Exercícios a fazer:
**1.** Transcreva palavra por palavra o trecho do texto sobre algoritmos e companhia humana que começa em "Entretanto nem tudo" e vai até "sentimos, queremos, fazemos...".
**2.** Por favor, dê continuidade ao texto sobre algoritmos e companhia humana, partindo da última frase apresentada.
====== Texto em estudo
Às vezes a gente acha que os algoritmos podem resolver tudo em nossas vidas.
Eles definem qual e quando veremos aquele filme. Onde e com quem teremos aquela discussão nas redes sociais... quais os assuntos que nos deixam tão interessados que passamos cada vez mais tempo a sua mercê. Os algoritmos estão aí para facilitar, mas não para definir.
Ainda precisamos aceitar os recursos de rastreamento, escuta e outros (os tais cookies) espontaneamente, nós mesmos (afinal nem os robôs querem falar com robôs). Ainda podemos decidir o que fazer, o que assistir, com quem encontrar, saber quem está perto ou longe como antigamente: com uma visita, um telefonema e até mesmo uma carta (sim, os correios ainda cumprem este papel, apesar de andarem tão ocupados entregando encomendas que vem do longínquo oriente).
Os algoritmos ainda não são senhores absolutos de tudo aquilo que a gente faz entre as 6 e as 6 horas. Será?
Os algoritmos não substituem companhia. De que adianta eu saber que tem um café fantástico onde eu posso ler, ouvir música, trabalhar e até tomar café (coado na mesa, com aquela sensação de casa de vó). De que adianta se não tenho a agradável companhia de um ser humano? Mesmo que às vezes a companhia não seja perfeita.
Aí vem o pessoal que diz: quanta carência, prefiro viver só, prefiro cuidar dos meus gatos e cães do que interagir com a humanidade.
Entretanto nem tudo na vida se resolve com um cachorro, um gato e o Google. É uma questão antropológica: estamos programados para viver em plural. Tudo que fazemos em mais que um, tem o potencial de trazer mais intensidade aquilo que pensamos, sentimos, queremos, fazemos...
============
====== Dados do conjunto
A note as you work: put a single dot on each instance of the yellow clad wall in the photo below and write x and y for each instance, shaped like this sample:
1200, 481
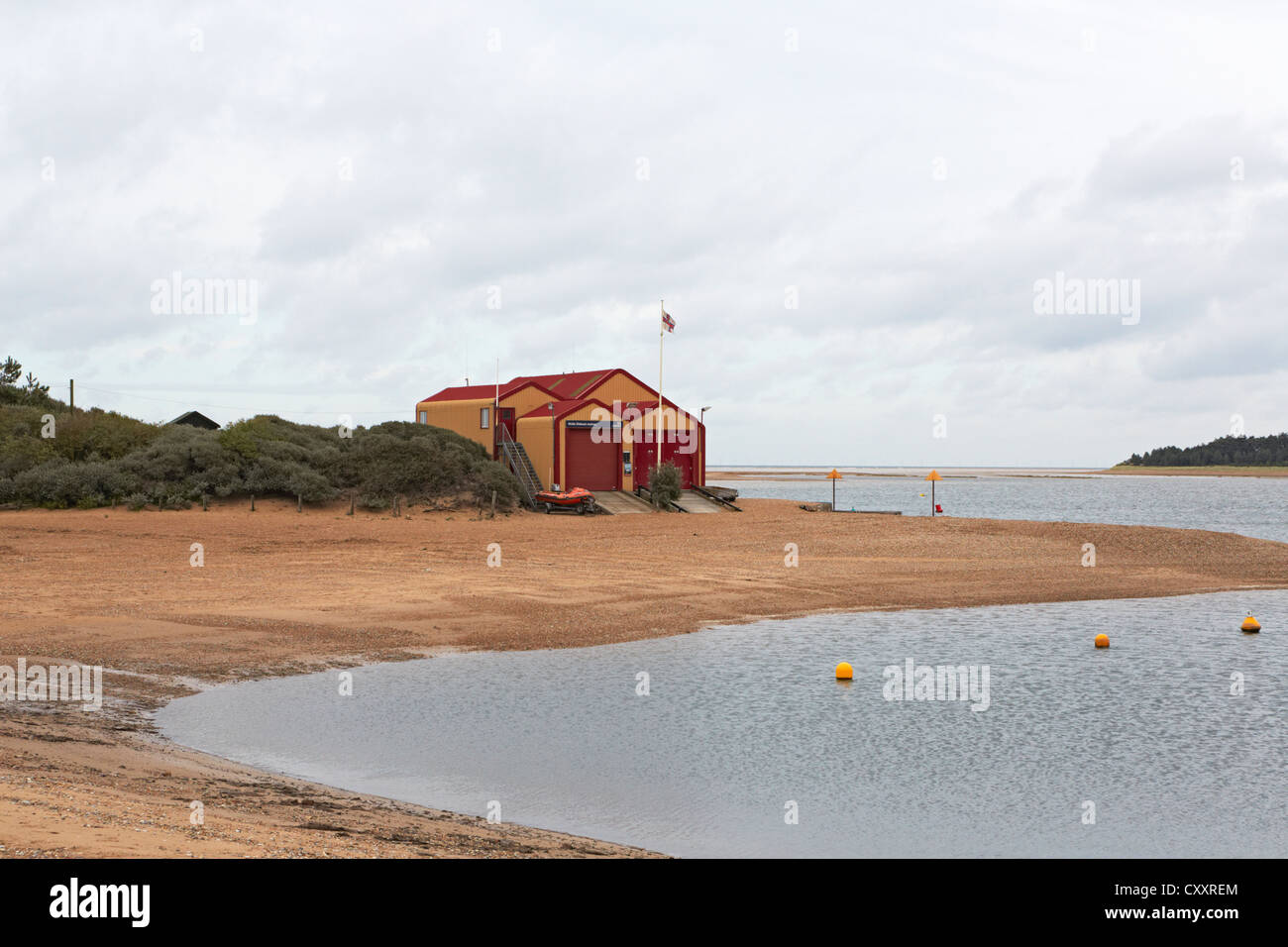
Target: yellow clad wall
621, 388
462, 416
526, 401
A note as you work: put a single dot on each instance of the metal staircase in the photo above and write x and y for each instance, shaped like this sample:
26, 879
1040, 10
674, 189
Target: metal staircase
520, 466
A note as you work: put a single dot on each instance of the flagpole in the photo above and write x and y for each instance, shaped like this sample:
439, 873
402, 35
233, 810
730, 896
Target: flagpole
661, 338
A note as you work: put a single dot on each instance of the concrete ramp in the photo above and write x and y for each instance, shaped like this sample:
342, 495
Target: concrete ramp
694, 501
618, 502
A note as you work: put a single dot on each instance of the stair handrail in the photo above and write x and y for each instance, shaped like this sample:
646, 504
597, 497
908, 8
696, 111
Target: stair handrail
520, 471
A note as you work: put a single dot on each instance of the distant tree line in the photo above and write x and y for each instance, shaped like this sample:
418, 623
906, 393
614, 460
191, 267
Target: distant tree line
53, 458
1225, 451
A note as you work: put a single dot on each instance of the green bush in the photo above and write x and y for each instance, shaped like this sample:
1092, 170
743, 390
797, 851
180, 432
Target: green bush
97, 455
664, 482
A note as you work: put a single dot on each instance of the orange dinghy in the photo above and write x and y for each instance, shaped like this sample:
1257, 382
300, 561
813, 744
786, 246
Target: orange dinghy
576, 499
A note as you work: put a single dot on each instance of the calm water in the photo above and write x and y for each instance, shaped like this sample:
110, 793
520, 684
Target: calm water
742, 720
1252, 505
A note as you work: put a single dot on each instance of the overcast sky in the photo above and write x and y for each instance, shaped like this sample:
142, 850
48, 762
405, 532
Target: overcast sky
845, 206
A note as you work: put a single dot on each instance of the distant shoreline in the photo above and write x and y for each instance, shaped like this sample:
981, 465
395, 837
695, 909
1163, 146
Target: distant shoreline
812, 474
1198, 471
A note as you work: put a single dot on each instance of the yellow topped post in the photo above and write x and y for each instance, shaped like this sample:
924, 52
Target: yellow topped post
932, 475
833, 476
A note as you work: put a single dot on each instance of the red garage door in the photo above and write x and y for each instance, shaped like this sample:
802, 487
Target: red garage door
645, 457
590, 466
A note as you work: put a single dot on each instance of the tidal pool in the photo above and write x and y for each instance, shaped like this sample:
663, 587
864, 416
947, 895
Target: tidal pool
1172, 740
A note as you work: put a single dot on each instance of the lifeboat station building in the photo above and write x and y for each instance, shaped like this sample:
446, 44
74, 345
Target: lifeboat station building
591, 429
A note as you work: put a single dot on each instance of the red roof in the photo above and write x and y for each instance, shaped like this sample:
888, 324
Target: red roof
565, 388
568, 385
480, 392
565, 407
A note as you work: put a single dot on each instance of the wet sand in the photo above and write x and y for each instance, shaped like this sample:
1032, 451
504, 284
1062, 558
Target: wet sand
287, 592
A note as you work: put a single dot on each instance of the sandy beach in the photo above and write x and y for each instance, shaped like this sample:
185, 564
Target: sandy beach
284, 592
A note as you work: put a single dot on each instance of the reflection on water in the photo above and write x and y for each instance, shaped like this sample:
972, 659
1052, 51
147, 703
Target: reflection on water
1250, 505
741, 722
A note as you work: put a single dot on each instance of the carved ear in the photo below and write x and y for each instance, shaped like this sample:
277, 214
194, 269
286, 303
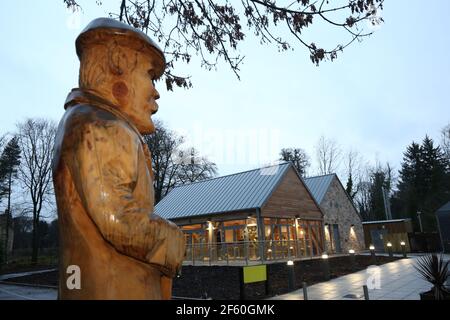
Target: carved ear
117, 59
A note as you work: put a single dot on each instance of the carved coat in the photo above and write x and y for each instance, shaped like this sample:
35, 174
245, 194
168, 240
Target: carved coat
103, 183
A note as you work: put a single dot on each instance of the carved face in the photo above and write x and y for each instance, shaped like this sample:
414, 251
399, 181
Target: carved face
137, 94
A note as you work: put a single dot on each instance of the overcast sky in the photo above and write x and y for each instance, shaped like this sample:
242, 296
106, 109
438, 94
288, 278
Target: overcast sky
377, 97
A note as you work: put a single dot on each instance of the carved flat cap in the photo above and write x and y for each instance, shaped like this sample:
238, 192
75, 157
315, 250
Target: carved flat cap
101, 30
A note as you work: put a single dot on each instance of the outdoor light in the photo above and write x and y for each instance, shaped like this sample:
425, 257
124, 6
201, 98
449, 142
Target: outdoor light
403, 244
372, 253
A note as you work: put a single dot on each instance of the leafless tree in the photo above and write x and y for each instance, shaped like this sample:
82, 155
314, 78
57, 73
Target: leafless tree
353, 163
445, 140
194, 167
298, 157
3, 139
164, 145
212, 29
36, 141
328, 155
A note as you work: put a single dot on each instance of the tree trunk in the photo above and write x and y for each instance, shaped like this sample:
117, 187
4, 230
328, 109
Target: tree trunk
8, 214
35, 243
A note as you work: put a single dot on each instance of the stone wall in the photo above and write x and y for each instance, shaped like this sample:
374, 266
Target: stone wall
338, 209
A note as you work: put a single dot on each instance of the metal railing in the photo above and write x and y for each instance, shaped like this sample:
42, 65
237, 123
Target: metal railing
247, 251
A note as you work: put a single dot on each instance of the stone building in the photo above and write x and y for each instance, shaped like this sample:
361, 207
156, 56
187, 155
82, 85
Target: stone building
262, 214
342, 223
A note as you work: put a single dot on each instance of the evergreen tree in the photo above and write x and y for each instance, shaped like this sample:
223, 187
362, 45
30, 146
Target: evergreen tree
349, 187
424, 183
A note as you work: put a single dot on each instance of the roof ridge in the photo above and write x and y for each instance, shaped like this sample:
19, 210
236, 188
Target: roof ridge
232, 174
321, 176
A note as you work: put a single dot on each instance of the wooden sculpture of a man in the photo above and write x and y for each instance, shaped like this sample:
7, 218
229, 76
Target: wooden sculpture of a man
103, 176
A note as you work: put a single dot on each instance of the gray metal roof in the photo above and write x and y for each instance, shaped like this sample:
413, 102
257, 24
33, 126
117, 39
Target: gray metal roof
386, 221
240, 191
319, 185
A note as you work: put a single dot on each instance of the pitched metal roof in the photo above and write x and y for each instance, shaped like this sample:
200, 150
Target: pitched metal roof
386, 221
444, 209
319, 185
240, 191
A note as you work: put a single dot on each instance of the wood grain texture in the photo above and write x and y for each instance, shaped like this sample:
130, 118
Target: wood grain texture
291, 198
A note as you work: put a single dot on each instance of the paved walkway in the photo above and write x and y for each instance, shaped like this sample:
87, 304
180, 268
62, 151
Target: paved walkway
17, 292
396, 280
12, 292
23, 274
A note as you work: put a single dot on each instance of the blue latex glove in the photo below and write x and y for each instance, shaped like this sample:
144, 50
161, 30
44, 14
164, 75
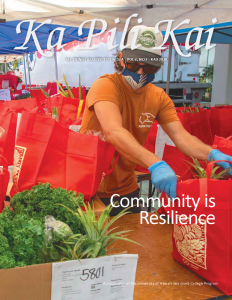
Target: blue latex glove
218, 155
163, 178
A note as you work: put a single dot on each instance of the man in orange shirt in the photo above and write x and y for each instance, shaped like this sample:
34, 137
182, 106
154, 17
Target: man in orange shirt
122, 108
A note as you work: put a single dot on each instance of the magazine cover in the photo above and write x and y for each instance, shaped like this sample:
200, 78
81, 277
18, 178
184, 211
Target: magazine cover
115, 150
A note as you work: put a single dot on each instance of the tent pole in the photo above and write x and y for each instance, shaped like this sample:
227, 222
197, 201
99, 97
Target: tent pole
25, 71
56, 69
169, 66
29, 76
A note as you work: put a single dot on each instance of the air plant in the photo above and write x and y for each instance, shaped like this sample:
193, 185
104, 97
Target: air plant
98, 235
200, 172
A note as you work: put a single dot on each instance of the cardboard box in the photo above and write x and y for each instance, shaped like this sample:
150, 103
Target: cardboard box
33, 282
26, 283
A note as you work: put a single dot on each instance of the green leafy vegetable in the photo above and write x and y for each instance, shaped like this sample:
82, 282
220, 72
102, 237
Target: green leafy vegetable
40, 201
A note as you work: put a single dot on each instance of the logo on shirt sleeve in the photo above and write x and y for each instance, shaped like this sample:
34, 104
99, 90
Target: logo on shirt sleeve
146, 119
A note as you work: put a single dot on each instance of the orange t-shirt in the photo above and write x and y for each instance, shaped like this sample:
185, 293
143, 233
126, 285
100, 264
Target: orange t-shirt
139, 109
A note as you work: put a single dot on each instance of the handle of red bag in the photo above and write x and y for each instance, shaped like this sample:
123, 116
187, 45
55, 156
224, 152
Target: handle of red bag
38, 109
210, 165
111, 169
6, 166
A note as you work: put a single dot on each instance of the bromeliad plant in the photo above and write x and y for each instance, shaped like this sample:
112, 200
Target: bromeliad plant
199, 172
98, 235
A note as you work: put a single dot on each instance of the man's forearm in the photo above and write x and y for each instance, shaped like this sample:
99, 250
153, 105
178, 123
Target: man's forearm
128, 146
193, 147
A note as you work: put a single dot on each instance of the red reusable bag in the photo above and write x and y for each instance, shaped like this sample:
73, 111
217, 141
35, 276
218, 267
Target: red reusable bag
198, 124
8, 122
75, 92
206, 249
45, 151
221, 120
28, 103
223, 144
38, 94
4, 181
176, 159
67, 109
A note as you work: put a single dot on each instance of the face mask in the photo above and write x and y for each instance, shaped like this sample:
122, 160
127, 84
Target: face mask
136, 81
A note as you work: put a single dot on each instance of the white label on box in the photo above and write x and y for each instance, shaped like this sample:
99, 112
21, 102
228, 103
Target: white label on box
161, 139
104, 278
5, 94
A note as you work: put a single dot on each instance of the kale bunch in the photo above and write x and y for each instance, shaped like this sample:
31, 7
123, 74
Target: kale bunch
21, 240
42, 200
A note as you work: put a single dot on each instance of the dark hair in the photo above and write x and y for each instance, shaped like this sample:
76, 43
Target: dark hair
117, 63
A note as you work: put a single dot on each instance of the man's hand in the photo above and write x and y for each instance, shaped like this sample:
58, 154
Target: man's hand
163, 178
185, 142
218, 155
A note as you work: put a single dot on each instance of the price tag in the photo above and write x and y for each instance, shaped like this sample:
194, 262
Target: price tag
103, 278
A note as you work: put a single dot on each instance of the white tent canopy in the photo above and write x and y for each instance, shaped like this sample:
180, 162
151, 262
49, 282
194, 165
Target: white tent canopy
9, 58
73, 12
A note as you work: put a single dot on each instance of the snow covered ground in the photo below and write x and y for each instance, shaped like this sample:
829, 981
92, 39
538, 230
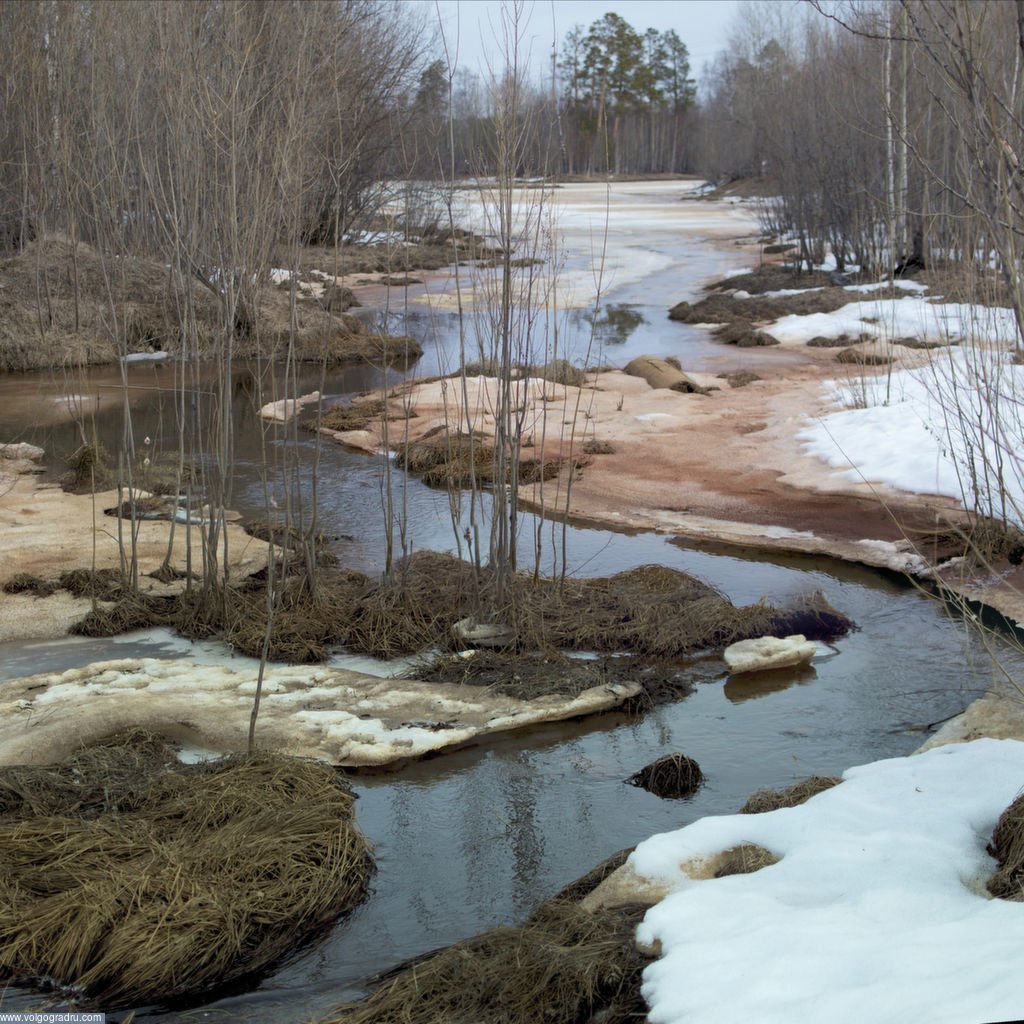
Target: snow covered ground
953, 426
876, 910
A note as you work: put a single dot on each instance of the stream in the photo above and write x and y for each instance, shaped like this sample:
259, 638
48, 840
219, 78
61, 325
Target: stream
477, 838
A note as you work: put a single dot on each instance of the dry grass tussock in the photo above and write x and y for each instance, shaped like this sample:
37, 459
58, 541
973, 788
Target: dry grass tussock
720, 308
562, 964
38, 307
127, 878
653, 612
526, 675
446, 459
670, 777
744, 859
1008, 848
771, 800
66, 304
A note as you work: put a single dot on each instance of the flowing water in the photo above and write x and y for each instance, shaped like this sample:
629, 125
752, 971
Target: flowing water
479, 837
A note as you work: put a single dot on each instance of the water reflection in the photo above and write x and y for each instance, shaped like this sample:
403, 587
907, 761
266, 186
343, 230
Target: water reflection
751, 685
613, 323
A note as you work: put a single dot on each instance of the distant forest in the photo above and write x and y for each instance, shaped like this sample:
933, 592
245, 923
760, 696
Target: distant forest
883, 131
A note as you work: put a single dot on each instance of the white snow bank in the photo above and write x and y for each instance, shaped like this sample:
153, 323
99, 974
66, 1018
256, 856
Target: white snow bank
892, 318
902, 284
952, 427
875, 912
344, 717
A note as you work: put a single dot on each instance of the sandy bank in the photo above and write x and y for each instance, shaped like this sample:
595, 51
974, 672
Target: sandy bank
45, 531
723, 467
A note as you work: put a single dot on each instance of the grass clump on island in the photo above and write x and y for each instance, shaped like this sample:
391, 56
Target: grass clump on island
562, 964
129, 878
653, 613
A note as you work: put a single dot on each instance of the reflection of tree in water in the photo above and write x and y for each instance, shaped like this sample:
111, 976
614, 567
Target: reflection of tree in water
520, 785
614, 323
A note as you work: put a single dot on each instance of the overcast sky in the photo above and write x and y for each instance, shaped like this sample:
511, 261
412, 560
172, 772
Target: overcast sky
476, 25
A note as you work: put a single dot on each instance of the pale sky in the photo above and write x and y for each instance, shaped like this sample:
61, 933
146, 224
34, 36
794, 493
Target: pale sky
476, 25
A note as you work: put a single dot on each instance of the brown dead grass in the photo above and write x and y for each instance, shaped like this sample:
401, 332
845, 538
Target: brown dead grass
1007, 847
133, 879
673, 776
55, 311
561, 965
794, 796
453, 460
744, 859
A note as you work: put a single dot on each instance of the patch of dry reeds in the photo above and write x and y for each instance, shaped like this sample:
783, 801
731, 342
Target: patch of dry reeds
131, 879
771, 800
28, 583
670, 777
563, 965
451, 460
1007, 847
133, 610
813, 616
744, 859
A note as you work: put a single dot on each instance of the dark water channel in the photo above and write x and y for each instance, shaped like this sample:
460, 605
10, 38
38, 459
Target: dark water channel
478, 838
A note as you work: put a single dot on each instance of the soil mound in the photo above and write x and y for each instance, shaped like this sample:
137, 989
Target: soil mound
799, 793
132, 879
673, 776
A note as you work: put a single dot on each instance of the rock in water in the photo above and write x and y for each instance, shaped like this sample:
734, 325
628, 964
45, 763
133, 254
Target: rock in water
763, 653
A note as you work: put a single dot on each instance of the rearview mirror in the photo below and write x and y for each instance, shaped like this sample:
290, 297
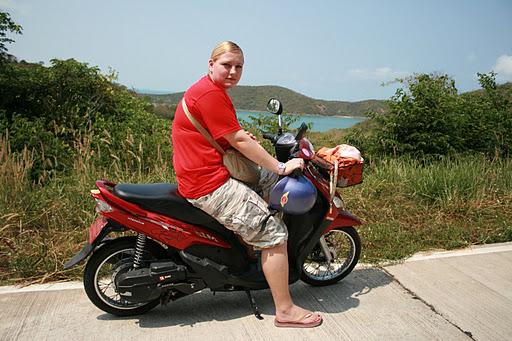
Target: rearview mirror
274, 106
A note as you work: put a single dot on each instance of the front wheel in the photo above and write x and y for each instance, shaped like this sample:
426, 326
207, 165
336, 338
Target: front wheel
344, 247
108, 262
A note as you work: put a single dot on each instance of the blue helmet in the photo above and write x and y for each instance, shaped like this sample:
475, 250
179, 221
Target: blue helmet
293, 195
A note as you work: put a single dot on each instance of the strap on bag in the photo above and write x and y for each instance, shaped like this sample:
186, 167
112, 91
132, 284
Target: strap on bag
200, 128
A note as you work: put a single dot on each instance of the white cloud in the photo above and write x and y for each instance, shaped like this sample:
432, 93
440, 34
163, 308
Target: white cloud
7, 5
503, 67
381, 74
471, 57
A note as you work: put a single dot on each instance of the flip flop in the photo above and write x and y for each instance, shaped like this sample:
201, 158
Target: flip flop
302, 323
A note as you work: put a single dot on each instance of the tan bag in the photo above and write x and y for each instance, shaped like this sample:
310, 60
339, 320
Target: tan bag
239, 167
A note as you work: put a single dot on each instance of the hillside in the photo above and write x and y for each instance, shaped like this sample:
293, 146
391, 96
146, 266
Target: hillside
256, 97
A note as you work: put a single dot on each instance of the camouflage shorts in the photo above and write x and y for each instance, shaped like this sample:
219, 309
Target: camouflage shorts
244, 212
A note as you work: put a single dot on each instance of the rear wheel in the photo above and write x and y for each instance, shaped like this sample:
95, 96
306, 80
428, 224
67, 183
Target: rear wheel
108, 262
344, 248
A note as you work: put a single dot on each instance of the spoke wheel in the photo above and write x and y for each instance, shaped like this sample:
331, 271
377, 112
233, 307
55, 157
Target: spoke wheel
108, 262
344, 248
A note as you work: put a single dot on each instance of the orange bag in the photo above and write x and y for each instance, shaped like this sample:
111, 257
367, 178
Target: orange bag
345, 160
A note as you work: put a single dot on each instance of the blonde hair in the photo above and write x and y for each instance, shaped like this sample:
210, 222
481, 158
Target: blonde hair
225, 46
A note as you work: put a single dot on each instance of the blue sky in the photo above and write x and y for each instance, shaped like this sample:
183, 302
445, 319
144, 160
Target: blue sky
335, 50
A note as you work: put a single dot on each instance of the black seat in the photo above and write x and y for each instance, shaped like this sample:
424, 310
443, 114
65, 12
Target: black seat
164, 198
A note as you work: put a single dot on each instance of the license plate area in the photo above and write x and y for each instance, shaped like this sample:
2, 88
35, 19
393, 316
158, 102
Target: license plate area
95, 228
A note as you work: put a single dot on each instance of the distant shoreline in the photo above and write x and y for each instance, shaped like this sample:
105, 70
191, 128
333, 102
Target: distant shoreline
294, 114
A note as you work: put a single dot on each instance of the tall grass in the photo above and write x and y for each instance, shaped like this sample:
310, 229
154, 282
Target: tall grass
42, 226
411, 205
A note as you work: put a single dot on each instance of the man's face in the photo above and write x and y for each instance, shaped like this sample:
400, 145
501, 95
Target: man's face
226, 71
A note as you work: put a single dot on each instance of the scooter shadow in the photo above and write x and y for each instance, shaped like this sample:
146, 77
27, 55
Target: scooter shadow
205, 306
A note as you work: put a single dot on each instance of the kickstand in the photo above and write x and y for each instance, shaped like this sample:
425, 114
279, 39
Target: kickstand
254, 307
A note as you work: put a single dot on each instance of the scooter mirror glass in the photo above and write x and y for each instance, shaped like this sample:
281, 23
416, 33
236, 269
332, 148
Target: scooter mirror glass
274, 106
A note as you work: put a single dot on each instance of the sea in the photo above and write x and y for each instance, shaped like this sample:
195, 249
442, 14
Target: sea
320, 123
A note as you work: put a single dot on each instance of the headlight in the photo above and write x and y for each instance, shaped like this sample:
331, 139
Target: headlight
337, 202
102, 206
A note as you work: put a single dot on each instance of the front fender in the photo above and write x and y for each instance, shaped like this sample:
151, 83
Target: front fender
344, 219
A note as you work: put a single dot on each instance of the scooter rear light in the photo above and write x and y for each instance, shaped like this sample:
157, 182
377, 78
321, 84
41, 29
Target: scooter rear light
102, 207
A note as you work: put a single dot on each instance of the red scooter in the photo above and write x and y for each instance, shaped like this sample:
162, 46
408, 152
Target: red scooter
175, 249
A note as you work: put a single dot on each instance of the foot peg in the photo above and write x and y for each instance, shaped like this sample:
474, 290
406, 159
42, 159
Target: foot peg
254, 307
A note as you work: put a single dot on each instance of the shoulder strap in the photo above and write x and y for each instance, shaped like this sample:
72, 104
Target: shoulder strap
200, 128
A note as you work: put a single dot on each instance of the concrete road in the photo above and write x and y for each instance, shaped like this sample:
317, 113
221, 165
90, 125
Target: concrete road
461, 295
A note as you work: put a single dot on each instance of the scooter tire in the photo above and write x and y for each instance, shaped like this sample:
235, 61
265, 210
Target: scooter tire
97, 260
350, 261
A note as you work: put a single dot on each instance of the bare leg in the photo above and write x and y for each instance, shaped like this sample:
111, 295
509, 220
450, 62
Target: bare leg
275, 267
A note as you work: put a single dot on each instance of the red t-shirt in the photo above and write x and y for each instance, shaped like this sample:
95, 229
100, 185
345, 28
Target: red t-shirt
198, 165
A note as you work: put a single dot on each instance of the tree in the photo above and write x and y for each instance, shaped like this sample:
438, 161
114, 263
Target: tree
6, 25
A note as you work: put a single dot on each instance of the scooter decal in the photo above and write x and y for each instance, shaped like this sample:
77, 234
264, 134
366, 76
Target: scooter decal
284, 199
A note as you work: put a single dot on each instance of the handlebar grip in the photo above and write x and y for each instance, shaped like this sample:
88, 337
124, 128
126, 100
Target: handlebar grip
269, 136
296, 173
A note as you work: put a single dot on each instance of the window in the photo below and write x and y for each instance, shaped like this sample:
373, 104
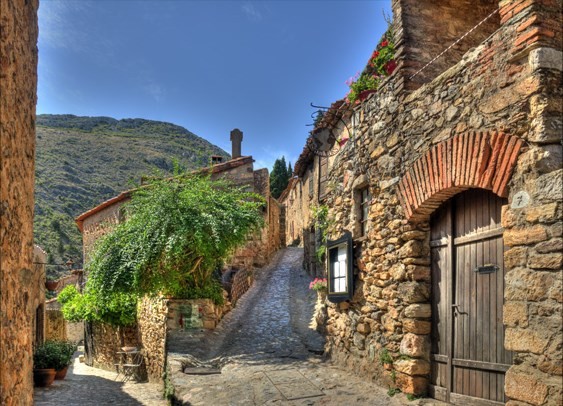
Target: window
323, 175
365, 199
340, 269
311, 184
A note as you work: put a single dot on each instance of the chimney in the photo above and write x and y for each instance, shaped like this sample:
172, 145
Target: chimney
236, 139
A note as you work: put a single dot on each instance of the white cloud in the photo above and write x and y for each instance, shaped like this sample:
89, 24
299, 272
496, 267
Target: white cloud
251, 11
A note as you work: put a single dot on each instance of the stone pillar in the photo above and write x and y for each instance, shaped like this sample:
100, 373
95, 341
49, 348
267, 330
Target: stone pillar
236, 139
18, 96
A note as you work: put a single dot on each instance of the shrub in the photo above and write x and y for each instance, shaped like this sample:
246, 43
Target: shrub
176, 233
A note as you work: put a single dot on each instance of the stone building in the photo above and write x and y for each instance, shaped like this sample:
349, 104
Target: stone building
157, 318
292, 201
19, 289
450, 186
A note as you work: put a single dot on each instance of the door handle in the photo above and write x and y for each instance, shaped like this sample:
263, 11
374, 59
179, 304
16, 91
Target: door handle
============
Respostas às tarefas:
**1.**
Entretanto nem tudo na vida se resolve com um cachorro, um gato e o Google. É uma questão antropológica: estamos programados para viver em plural. Tudo que fazemos em mais que um, tem o potencial de trazer mais intensidade aquilo que pensamos, sentimos, queremos, fazemos...

**2.**
Os algoritmos estão aí para facilitar, não para definir e, ao contrário do que muita gente pensa, não é um algoritmo que vai nos colocar frente a frente com uma grande emoção, com uma grande companhia, com uma grande felicidade e até mesmo com um grande amor.
Os algoritmos estão aí só para facilitar, não para definir. Mas, com nossa ansiedade, nossa insatisfação, nossa solidão o que acontece é que nossas escolhas acabam sendo definidas todos os minutos de todas as horas de todos os nossos dias por eles.
Existe um discurso que ganhou força com a pandemia e que pode ser traduzido com um meme: pra quê vou sair de casa se tenho meu cachorro/gato, Netflix, ifood e trabalho em home office? Neste ponto chega a hora em que estamos falando sozinhos, falando com os pets, falando com máquinas e criando um mundo virtual habitado apenas pela gente mesmo. Será o primórdio de uma meta vida? Até os amigos são virtuais, visto que "fique em casa" é o "novo normal", a ordem natural das coisas. Em outros tempos o nome disso seria esquizofrenia. Vivemos uma esquizofrenia coletiva-seletiva.
Esquecemos que para garantir nosso "fique em casa" temos o motoboy, o lixeiro, os cozinheiros, as domésticas e toda uma rede de PESSOAS servindo aos algoritmos que te trazem tanto conforto...
Algoritmos estão aí para facilitar, não para definir.
Solidão não é o descontentamento de estar consigo mesmo. Posso me sentir muito bem só. Mas, sempre tem um "mas". Com uma boa companhia, tudo que fazemos sós, tem outro prisma e gera uma vivência que se acumula a outras e nos transforma em pessoas melhores, ou não.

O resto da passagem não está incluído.